▶ [Work to be completed]:
Reproduce the lines from the very first one through the line that contains "462), (314, 462)]", requests included. Multiply every coordinate in the answers by 1.75 and round each result to a whole number, with halves going up.

▶ [Available data]:
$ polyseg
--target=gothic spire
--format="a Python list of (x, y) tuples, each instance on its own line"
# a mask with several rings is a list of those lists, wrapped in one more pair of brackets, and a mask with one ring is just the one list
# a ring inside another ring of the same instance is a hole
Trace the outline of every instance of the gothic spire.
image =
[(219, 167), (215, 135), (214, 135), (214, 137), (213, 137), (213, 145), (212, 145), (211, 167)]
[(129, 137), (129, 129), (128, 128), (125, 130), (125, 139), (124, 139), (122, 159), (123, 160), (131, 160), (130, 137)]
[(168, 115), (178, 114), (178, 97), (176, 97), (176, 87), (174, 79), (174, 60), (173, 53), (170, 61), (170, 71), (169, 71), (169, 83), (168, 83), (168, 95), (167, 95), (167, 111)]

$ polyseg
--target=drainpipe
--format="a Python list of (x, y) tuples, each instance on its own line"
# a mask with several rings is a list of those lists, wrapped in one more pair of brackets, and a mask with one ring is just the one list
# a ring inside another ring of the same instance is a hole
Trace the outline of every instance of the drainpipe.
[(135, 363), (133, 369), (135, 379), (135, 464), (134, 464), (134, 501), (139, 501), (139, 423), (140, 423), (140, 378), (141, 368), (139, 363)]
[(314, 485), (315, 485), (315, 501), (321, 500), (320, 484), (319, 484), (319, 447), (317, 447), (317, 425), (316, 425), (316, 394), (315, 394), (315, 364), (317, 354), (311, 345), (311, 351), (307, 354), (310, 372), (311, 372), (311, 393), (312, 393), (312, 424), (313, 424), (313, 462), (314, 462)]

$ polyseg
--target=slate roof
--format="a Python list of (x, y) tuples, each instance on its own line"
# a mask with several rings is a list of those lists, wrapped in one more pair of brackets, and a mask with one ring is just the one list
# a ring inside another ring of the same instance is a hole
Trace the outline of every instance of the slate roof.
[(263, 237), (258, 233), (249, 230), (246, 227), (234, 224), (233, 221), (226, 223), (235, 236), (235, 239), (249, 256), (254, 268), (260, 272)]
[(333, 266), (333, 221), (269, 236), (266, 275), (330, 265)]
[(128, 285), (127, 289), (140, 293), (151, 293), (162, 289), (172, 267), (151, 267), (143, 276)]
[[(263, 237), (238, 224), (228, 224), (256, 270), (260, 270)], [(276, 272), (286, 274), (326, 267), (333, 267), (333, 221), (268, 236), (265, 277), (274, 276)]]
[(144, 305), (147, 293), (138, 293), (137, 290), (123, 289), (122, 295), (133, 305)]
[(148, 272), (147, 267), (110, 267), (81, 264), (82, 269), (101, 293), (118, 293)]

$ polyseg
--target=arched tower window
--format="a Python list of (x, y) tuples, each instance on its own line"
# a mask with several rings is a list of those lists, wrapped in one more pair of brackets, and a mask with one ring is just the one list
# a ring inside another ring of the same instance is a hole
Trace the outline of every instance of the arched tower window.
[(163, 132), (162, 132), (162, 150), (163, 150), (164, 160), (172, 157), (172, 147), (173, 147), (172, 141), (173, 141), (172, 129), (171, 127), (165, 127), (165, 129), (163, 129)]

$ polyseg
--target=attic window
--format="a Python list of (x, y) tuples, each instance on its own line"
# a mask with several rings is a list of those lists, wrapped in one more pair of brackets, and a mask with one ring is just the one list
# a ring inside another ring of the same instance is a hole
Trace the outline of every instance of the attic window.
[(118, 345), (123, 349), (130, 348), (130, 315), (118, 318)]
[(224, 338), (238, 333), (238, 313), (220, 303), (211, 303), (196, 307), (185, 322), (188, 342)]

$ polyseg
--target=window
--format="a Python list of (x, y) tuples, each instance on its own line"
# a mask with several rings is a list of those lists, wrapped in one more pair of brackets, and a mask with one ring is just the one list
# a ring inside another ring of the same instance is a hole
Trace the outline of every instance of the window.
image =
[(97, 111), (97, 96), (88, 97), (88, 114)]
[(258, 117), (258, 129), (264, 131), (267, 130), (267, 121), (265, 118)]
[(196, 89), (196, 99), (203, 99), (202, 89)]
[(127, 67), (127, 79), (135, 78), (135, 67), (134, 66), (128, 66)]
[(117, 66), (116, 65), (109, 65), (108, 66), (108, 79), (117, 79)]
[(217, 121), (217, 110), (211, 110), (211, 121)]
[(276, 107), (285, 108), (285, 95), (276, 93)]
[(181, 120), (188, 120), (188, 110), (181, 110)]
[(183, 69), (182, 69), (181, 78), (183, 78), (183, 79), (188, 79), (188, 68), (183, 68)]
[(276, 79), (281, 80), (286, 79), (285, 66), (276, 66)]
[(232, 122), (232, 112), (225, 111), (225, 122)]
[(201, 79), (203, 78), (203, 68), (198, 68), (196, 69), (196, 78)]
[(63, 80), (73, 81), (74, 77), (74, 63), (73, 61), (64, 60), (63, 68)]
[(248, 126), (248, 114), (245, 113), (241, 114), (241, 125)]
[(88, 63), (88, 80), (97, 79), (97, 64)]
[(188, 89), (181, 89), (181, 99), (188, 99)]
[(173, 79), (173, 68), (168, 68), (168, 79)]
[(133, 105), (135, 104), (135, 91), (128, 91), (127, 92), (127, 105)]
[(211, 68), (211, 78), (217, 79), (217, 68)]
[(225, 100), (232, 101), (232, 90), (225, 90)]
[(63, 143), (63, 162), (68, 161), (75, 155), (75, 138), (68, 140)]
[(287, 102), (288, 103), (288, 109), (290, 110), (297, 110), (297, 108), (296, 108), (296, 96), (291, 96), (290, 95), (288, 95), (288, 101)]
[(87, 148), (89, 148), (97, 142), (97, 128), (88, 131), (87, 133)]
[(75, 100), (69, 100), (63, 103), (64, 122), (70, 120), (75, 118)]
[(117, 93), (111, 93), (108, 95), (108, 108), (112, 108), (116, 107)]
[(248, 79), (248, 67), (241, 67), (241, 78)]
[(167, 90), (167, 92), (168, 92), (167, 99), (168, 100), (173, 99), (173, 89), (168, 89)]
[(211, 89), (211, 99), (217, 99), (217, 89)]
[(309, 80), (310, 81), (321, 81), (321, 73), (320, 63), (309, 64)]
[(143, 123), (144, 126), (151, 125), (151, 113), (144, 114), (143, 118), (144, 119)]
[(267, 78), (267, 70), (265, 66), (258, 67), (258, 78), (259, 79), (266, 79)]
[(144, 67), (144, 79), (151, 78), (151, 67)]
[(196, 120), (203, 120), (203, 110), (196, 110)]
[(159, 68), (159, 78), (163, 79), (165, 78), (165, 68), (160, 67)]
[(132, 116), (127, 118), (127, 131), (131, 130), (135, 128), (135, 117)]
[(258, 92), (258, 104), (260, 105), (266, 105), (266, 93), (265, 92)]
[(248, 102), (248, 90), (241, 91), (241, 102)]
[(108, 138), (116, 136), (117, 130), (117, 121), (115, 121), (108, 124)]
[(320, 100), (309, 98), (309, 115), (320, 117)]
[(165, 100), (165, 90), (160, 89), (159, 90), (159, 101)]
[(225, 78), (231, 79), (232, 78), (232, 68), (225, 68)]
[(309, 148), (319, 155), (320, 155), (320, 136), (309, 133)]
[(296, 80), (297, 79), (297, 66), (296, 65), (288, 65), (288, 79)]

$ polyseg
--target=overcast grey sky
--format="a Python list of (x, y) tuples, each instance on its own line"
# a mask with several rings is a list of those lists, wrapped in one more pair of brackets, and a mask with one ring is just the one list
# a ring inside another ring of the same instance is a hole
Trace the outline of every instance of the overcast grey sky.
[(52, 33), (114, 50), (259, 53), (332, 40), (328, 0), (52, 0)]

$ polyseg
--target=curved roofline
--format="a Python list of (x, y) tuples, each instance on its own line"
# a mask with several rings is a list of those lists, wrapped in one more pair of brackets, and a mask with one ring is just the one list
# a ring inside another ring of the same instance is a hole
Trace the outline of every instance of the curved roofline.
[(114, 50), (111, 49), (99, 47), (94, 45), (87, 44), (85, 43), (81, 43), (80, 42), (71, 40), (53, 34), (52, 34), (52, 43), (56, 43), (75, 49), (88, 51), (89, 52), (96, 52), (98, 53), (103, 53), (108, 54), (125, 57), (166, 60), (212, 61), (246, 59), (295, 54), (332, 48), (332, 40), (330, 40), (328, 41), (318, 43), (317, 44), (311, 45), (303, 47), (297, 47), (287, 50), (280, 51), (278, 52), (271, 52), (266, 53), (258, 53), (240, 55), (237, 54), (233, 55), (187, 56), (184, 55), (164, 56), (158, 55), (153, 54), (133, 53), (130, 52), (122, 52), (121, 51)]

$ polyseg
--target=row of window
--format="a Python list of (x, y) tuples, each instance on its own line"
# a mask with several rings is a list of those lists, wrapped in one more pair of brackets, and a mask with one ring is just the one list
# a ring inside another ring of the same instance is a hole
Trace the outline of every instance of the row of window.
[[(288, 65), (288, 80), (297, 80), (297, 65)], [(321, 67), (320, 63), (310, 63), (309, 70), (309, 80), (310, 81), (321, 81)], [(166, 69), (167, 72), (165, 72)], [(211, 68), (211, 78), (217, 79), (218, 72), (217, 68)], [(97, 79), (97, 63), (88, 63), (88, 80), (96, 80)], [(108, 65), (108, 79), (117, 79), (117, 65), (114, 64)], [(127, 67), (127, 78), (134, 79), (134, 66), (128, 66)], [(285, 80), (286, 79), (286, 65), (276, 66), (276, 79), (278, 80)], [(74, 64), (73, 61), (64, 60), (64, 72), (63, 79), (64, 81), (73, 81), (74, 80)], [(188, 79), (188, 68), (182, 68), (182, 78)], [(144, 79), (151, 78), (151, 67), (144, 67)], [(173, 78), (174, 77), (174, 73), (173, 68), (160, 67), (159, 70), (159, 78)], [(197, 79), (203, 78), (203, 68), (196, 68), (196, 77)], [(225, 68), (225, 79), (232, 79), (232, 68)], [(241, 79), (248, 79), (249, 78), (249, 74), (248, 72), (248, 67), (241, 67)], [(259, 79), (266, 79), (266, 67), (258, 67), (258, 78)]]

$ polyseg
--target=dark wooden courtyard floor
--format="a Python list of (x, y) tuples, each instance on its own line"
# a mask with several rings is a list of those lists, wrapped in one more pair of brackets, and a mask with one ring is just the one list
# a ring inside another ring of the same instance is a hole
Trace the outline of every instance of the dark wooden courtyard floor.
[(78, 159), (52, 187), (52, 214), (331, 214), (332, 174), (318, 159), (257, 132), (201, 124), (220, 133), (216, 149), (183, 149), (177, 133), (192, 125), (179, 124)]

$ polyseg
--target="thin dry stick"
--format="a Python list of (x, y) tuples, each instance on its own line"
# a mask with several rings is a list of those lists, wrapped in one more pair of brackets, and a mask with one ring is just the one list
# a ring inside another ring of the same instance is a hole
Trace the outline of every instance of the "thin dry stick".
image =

▶ [Correct result]:
$ polyseg
--target=gothic spire
--format="a Python list of (x, y) tuples, each instance on its own line"
# a mask with several rings is a list of those lists, wrapped in one more pair of brackets, and a mask with one ring is just the one list
# a ring inside another ring of the same instance is a hole
Trace the outline of every instance of the gothic spire.
image =
[(383, 292), (376, 236), (375, 236), (375, 240), (373, 240), (373, 254), (371, 254), (369, 292)]
[(226, 240), (226, 226), (224, 224), (219, 228), (219, 243), (217, 243), (214, 278), (215, 280), (229, 280), (228, 240)]
[(294, 201), (312, 200), (312, 170), (308, 170), (308, 152), (305, 138), (305, 105), (303, 93), (298, 107), (298, 124), (296, 124), (296, 145), (294, 145), (294, 166), (292, 166), (292, 194)]

$ polyseg
--target=drainpipe
--format="a Python list of (x, y) tuples, each instance on its own line"
# a mask with several rings is a list of those lists, wrapped in one more pair of brackets, and a mask with one ring is just the one list
# a ring inside another ring of the same instance is a hole
Trace the outline of every instance of the drainpipe.
[(236, 635), (233, 646), (236, 663), (236, 812), (235, 812), (235, 877), (243, 877), (243, 740), (245, 740), (245, 662), (247, 644), (243, 635)]
[(550, 849), (551, 849), (551, 877), (562, 875), (560, 847), (558, 847), (558, 782), (555, 782), (555, 744), (553, 744), (553, 690), (551, 690), (551, 637), (555, 620), (544, 604), (544, 614), (537, 620), (543, 651), (544, 651), (544, 688), (546, 688), (546, 742), (548, 742), (548, 809), (550, 809)]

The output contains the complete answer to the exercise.